◆ TASK PROMPT ◆
Swap every "Select" in the items below for "Mark" and reproduce them with nothing else changed. Leave the pictures out of your reply.

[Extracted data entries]
+++
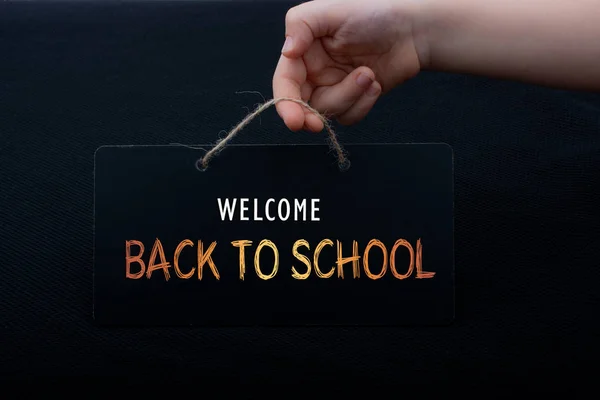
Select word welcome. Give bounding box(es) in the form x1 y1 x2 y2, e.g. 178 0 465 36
125 238 435 281
217 198 319 221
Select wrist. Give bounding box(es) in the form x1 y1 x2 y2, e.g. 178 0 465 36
411 0 449 70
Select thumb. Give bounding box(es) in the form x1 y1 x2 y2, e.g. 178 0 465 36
281 1 335 58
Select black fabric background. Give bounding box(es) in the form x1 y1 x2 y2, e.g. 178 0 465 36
0 2 600 383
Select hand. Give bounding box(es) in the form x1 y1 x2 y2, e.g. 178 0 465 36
273 0 421 132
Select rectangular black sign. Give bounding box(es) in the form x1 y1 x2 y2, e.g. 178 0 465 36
94 144 454 326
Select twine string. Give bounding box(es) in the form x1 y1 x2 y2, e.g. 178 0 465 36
196 97 350 171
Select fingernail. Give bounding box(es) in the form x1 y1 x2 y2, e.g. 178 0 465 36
356 73 373 89
367 82 379 96
281 36 293 53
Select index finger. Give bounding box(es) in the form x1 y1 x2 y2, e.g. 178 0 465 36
273 54 306 132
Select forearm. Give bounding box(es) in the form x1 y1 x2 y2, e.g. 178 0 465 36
415 0 600 90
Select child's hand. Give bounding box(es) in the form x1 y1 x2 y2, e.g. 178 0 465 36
273 0 600 131
273 0 420 132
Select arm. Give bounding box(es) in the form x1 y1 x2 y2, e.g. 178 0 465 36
413 0 600 90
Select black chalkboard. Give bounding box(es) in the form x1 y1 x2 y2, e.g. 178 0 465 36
94 144 454 326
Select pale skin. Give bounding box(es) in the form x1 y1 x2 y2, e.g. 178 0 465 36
273 0 600 132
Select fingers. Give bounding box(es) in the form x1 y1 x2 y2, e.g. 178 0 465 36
337 81 381 125
282 1 343 58
273 55 306 132
311 67 381 116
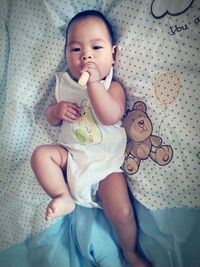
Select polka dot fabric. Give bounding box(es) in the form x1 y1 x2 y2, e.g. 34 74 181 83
110 1 200 209
0 0 200 249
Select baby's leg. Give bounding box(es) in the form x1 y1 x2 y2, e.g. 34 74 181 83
98 173 151 267
31 145 75 220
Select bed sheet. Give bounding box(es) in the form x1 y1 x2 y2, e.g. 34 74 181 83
0 0 200 267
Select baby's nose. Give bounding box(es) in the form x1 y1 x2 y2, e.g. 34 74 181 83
81 53 92 60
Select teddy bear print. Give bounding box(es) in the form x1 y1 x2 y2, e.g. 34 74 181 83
122 101 173 175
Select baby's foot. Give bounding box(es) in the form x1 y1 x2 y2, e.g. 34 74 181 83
45 195 75 221
124 252 152 267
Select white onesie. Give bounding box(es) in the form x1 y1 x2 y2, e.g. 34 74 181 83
55 69 126 207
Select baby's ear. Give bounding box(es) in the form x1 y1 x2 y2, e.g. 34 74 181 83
112 45 117 64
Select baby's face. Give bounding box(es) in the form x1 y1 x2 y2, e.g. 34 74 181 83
66 17 115 80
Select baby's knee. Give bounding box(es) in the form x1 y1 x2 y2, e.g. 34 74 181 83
31 146 46 166
107 204 134 224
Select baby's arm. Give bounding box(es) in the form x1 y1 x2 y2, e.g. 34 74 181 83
83 63 125 125
88 81 125 125
45 98 80 126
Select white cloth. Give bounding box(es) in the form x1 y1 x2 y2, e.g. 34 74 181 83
55 69 126 207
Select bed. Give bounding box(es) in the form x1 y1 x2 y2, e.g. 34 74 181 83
0 0 200 267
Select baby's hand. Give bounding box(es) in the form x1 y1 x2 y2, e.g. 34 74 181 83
82 62 101 83
55 101 80 122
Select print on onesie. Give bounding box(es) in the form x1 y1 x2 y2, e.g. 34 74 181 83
73 99 102 145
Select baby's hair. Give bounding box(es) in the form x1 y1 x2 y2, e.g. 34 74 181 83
66 10 114 45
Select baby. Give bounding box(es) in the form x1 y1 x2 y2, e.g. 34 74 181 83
31 10 150 267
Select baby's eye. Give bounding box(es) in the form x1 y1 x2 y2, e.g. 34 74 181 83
93 45 103 50
71 47 81 52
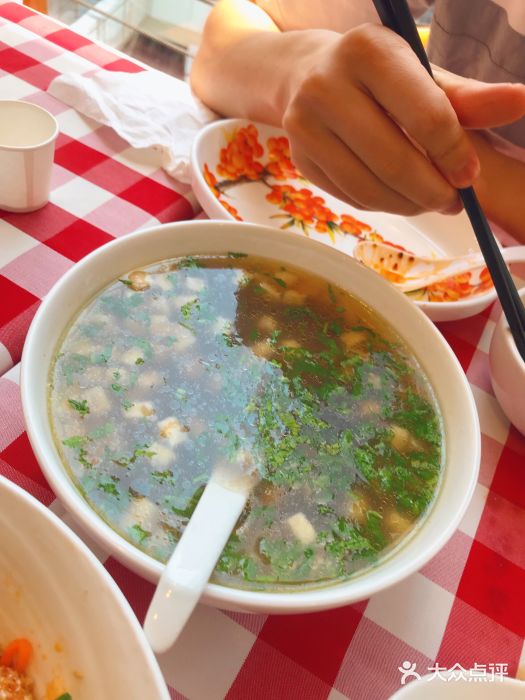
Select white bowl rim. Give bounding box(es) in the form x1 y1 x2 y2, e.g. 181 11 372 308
21 220 481 613
0 475 170 700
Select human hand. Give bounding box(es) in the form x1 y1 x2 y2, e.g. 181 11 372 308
282 24 525 215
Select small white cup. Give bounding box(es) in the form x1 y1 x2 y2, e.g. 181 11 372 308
0 100 58 212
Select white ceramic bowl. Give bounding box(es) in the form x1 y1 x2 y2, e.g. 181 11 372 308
0 477 169 700
489 287 525 435
22 221 480 613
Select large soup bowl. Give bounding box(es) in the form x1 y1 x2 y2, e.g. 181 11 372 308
22 221 480 613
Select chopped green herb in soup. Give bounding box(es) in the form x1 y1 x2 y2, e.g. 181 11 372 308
50 253 442 590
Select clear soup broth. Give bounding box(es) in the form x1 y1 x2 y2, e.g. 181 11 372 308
50 253 443 590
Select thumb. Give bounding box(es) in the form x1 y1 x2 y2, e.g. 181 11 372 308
432 66 525 129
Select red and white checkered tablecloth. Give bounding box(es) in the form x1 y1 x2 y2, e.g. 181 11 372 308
0 0 525 700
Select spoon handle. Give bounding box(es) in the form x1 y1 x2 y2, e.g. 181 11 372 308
144 477 247 654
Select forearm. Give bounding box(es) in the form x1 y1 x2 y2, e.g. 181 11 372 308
473 134 525 243
191 0 337 124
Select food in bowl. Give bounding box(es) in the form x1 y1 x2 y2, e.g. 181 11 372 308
49 253 444 591
0 476 170 700
0 637 73 700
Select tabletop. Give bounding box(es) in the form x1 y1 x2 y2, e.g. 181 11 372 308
0 0 525 700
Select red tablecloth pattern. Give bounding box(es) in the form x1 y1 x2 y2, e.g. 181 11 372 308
0 0 525 700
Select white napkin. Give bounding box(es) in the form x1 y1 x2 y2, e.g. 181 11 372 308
48 70 217 183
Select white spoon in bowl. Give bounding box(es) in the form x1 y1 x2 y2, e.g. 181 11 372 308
354 241 525 292
144 458 257 654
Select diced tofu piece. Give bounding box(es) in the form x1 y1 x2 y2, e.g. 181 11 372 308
283 289 306 306
148 442 175 468
286 513 315 544
150 274 173 292
279 338 301 348
70 338 92 357
390 425 412 452
158 416 188 447
82 386 111 414
341 331 368 350
124 401 155 418
121 496 160 532
186 277 206 292
209 372 224 391
128 270 150 292
121 348 144 365
210 316 231 335
149 314 175 335
190 418 206 436
173 294 196 309
275 270 297 287
137 370 162 389
368 374 381 389
259 280 281 299
79 366 108 385
257 314 277 333
250 340 273 357
385 508 412 535
360 400 381 416
152 296 171 316
348 495 369 525
172 323 195 352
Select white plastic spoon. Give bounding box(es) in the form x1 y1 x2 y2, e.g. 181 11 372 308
354 241 525 292
144 459 256 654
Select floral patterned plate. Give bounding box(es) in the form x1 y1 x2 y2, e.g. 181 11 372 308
192 119 496 321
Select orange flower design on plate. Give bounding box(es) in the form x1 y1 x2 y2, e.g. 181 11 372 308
203 124 492 302
203 124 371 242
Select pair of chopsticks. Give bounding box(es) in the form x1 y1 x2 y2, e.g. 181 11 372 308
373 0 525 361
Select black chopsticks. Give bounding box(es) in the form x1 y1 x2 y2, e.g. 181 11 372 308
373 0 525 361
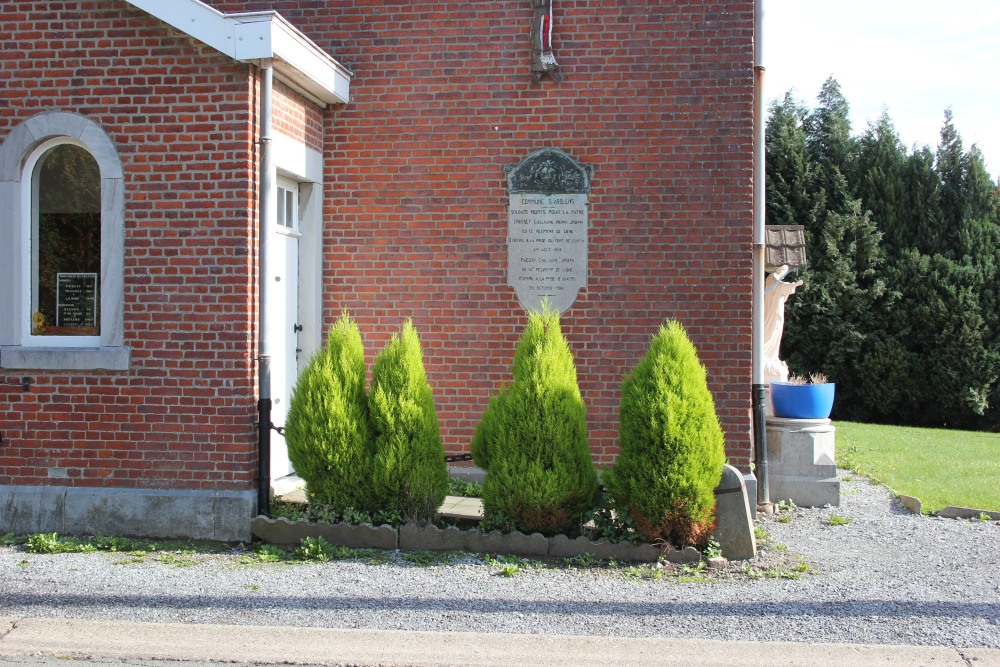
+++
◆ FINAL ANSWER ◆
Mark word welcome. Give bounding box(es) in the form x1 y1 x2 y2, e.g. 178 0 465 36
125 238 435 281
217 198 319 221
Mark wrist. Give bounding box(es) in the form x1 y1 x2 y2, e.g. 178 0 465 36
411 0 449 70
Mark thumb. Give bounding box(es) in the form x1 y1 x2 y2, e.g. 178 0 465 36
281 1 335 58
Mark black fabric background. Give bounding box(es) in the form x1 y1 x2 y2, e.g. 178 0 465 36
0 2 600 383
Mark hand. Give bounding box(es) in the form x1 y1 x2 y2, e.g. 178 0 465 36
273 0 421 132
Mark rectangular black sign. Give bounding box(es) in the form x1 y1 x2 y2, e.g. 178 0 465 36
94 144 454 326
Mark twine string. Give bounding box(es) in the form x1 y1 x2 y2, e.g. 178 0 465 36
196 97 350 171
Mark fingernail. Give bounding box(es) in the form x1 y1 x2 y2, e.g. 178 0 465 36
356 73 373 89
367 82 379 96
281 36 293 53
Mark index finger. Give bounding box(es) in the form x1 y1 x2 y2, e.g. 178 0 465 36
273 54 306 132
Mark forearm. Give bounding box(es) in the form x1 y1 x2 y2, e.g. 178 0 465 36
415 0 600 90
Mark child's hand. Give bounding box(es) in the form x1 y1 x2 y2, e.g. 178 0 465 36
273 0 600 131
273 0 420 132
Mark arm. Give bounding box(es) in the form x1 y1 x2 y2, e.g. 178 0 465 36
413 0 600 90
Mark black chalkboard. Give bounding box(es) in the form x1 y1 x2 y2, e.g. 178 0 465 36
94 144 454 326
Mark pale skin. Give bounding box(es) in the form x1 y1 x2 y2, e.g. 178 0 465 36
273 0 600 132
Mark fingers. Give bounding box(es) in the form x1 y1 x2 y2, e.g. 178 0 465 36
337 81 381 125
282 1 343 58
273 55 306 132
311 67 381 116
Mark polka dot fabric. Give bounding box(es) in the form x1 y1 x2 y2, e.g. 34 74 181 83
110 1 200 209
0 0 200 249
Mark baby's leg. Give bounding box(es) in the form x1 y1 x2 y2, e.g. 34 74 181 83
98 173 151 267
31 145 75 220
Mark bed sheet. Give bounding box(es) in the form x1 y1 x2 y2, e.g. 34 74 181 83
0 0 200 267
Mark baby's nose. Give bounding box(es) in the form x1 y1 x2 y2, e.g. 34 74 181 83
81 53 92 60
Mark teddy bear print. Give bounding box(es) in the form x1 y1 x2 y2, e.g. 34 74 181 83
122 101 173 175
Mark baby's foot. Give bounding box(es) in the form x1 y1 x2 y2, e.g. 34 74 181 83
45 195 75 221
124 252 152 267
Mark white onesie. Give bounding box(es) in the form x1 y1 x2 y2, e.g. 34 74 181 83
55 69 126 207
Mark baby's ear. Give bounding box(es) in the form x1 y1 x2 y2, e.g. 34 74 181 83
112 45 117 64
Mark baby's face. Give bounding box(es) in the form x1 y1 x2 y2, e.g. 34 74 181 83
66 17 115 80
Mark baby's knee. Give bounding box(es) in the form x1 y1 x2 y2, e.g. 34 74 181 83
31 146 46 166
107 204 134 224
Mark baby's arm. Give bounding box(es) in the form x1 y1 x2 y2, e.g. 34 74 181 83
83 63 125 125
88 81 125 125
45 98 80 126
Mark white cloth. Give bounding box(es) in the form x1 y1 x2 y2, e.g. 34 74 181 83
55 69 126 207
Mark bed. Give bounding box(es) in the form x1 y1 x2 y2, e.g. 34 74 181 83
0 0 200 267
Mark baby's hand. Give bounding box(es) in the form x1 y1 x2 y2, e.g. 34 74 181 83
82 62 101 83
55 101 80 122
Mark print on onesie. Give bounding box(es) in the form x1 y1 x2 y2, e.g. 34 74 181 83
73 99 102 145
Mark baby's hair. Give bounding box(es) in the form x1 y1 x2 y2, e.g. 34 74 181 83
66 10 114 45
Mark baby. Give bounding box(es) in the form x1 y1 x2 y2, e.g. 34 74 181 83
31 10 150 267
Mark baby's eye. Give bounding box(es) in the form x1 y1 x2 y2, e.g. 34 74 181 83
93 45 103 50
71 47 81 52
Mark white bowl rim. Give bounding box(es) in the form x1 y1 x2 y2, e.g. 181 11 372 308
21 220 481 613
0 475 170 700
Mark human hand. Give bounding box(es) in the form x1 y1 x2 y2, e.g. 181 11 372 308
282 24 525 215
Mark small white cup. Give bounding box(es) in the form x1 y1 x2 y2, e.g. 181 11 372 308
0 100 58 212
Mark white ceramic bowl. Give bounding box(es) in the form x1 y1 x2 y2, e.g. 181 11 372 308
0 477 169 700
489 287 525 435
22 221 480 613
Mark large soup bowl. Give bounding box(es) in the form x1 y1 x2 y2, e.g. 181 11 372 308
22 221 480 613
Mark chopped green herb in soup. Give bounding box(es) in the form x1 y1 x2 y2, e.g. 181 11 372 308
50 253 442 590
Mark clear soup broth. Give bounding box(es) in the form x1 y1 x2 y2, e.g. 181 11 372 308
50 253 443 590
Mark thumb. Give bounding box(es) in the form x1 y1 x2 y2, e.g. 181 11 372 308
432 66 525 129
Mark red and white checkered tablecloth. Give bounding box(es) in the form x1 y1 x2 y2, e.g. 181 11 372 308
0 0 525 700
Mark spoon handle. Give bounding box(es) in the form x1 y1 x2 y2, e.g. 181 11 372 308
144 477 247 654
Mark forearm. Give bounding box(es) in the form x1 y1 x2 y2, e.g. 181 11 372 308
473 134 525 243
191 0 337 124
Mark food in bowl. Give bounding box(es) in the form x1 y1 x2 y2, e.g. 181 11 372 308
49 253 444 591
0 476 170 700
0 637 73 700
Mark tabletop. Give bounding box(es) in the form x1 y1 x2 y2, e.g. 181 11 372 308
0 0 525 700
Mark red tablecloth pattern. Give bounding box(es) in the form x1 y1 x2 y2, e.g. 181 11 372 308
0 0 525 700
Mark white napkin. Give bounding box(es) in the form x1 y1 x2 y2, e.g. 181 11 372 308
48 70 217 183
Mark white spoon in bowl. Give bounding box(es) in the form x1 y1 x2 y2, e.g. 181 11 372 308
354 241 525 292
144 458 257 654
Mark diced tofu piece. Give bounding box(es) in the form x1 y1 x2 y2, e.g. 181 11 372 308
283 289 306 306
148 442 175 468
286 513 315 544
150 274 173 292
279 338 301 348
70 338 92 357
390 425 412 452
158 416 188 447
82 386 111 414
341 331 368 350
124 401 155 418
121 496 160 532
186 277 206 292
209 372 224 391
128 270 150 292
121 348 144 365
210 316 231 335
149 314 175 335
190 418 206 436
173 294 196 309
275 270 297 287
137 370 162 389
368 374 381 389
259 280 281 299
79 366 108 385
257 314 277 333
250 340 273 357
385 508 412 535
360 400 381 416
152 296 171 316
348 495 369 525
172 323 195 352
Mark white plastic spoon. Give bounding box(es) in the form x1 y1 x2 y2, e.g. 181 11 372 308
354 241 525 292
144 459 256 654
Mark floral patterned plate. Give bounding box(es) in the form x1 y1 x2 y2, e.g. 181 11 372 308
192 119 496 321
Mark orange flower design on plate. Give bounding box(es) in the form x1 y1 x2 y2, e.g. 181 11 372 308
203 124 492 302
203 124 371 242
Mark pair of chopsticks. Give bounding box(es) in the form x1 y1 x2 y2, e.g. 181 11 372 308
373 0 525 361
Mark black chopsticks. Give bounding box(es) in the form x1 y1 x2 y2, e.g. 181 11 372 308
373 0 525 361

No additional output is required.